=== Task list ===
(A) In the source text on the FRAP experiment, explain why a short timelapse is recorded before the region of interest is photobleached.
(B) Substitute "time series" for "timelapse" in the FRAP source text from "HeLa cells were" to "the bleached ROI.", and write out that passage.
(C) Write the next part of the source text on the FRAP and laser microirradiation results, starting right after its last sentence.

=== Source text ===
────────────────────────────────────────
HeLa cells were transfected to overexpress YFP (Yellow Fluorescent Protein) in their endoplasmic reticulum. For the FRAP experiment, ROI was defined and bleached using the 405nm laser on living cells and fixed cells as negative control. The fluorescence recovery was then measured. FRAP experiments are basically composed of three steps. First, a short pre-bleached timelapse is captured to get basal levels of fluorescence. Here, a stable and strong YFP signal was observed in transfected cells before photomanipulation. Then, the region of interest (ROI) is selected and photobleached with the appropriate laser settings (wavelength, intensity, point density, …). Finally, another timelapse is performed to monitor in real-time the fluorescence recovery in the bleached ROI.

Results

The laser microirradiation represents a powerful tool to monitor DNA repair with high temporal and spatial resolution. DNA lesions were induced following ROI (region of interest) previously defined using the Inscoper software. During the acquisitions, a progressive recruitment of ALC1-GFP protein could be observed over the entire length of the ROI (Figure 3A). Mean intensity of the fluorescent signal has been then measured on the damaged area. The signal from an unaltered ROI was also measured as control. A rapid increase of the signal was observed in the irradiated area, to remain stable in less than 10 seconds (Figure 3B). On the contrary, intensity from the control ROI appeared slightly decreased following the photomanipulation. ALC1-GFP accumulation could also be characterized by the width of the band (Figure 3C). In this experiment, the phenomenon was rapid with a half time of 47.7 ± 7.1 seconds and total recovery in just over 300 seconds (Figure 3D). YFP-labeled proteins from the ER in living cells appeared to be mobile and able to rapidly diffuse inside the cell cytoplasm.
────────────────────────────────────────
=== Extracted material ===
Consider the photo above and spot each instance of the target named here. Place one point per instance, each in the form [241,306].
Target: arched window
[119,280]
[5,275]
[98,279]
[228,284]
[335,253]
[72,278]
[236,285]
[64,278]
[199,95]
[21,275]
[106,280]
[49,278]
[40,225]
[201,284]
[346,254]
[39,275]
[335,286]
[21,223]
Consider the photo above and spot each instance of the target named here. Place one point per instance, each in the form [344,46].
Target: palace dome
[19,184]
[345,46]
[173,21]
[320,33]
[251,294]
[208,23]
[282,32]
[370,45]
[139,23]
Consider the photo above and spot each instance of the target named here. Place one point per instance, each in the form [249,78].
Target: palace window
────────────────────────────────────────
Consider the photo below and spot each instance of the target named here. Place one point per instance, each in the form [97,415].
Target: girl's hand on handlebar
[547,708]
────────────────────────────────────────
=== Answers to the exercises ===
(A) The pre-bleach timelapse is recorded to establish basal levels of fluorescence before photomanipulation. In this experiment, it showed a stable and strong YFP signal in the transfected cells.

(B)
HeLa cells were transfected to overexpress YFP (Yellow Fluorescent Protein) in their endoplasmic reticulum. For the FRAP experiment, ROI was defined and bleached using the 405nm laser on living cells and fixed cells as negative control. The fluorescence recovery was then measured. FRAP experiments are basically composed of three steps. First, a short pre-bleached time series is captured to get basal levels of fluorescence. Here, a stable and strong YFP signal was observed in transfected cells before photomanipulation. Then, the region of interest (ROI) is selected and photobleached with the appropriate laser settings (wavelength, intensity, point density, …). Finally, another time series is performed to monitor in real-time the fluorescence recovery in the bleached ROI.

(C)
Figure 3: FRAP experiment to monitor the endoplasmic reticulum dynamics in living cells
(A) Representative example of HeLa cells expressing YFP-ER before and after photobleaching. The recovery of the fluorescent signal after photobleaching within the region marked by the dashed rectangle is visualized over time. This area is zoomed in at the bottom right corner of each image. The represented dashed line indicates the area used for the following kymograph. (B) Kymograph representing the evolution of the fluorescence intensity as a function of time. The black arrowhead represents the photobleaching event. (C) Normalized quantification of the fluorescence recovery following a photobleaching event (n = 7). Data are expressed according to the mean ± SEM. (D) Half-time of the fluorescence recovery in FRAP assays (n = 7).

It is important to note that the FRAP approach is not the only technique available to characterize ER dynamics. It can also be monitored by videomicroscopy (Figure 4). Here, ER tubule was imaged, providing users the ability to measure its movement and remodeling. This information is complementary to those previously generated with FRAP, giving information about the formation, fusion/fission of these complex organelles.

Figure 4: Monitoring of endoplasmic reticulum tubule dynamics
Widefield fluorescence imaging of HeLa cells transfected with YFP-ER. The dashed rectangle is zoomed in on the right part of the figure. The elongation of the ER tubule is marked with the arrowhead in the images. Scale bar = 10µm.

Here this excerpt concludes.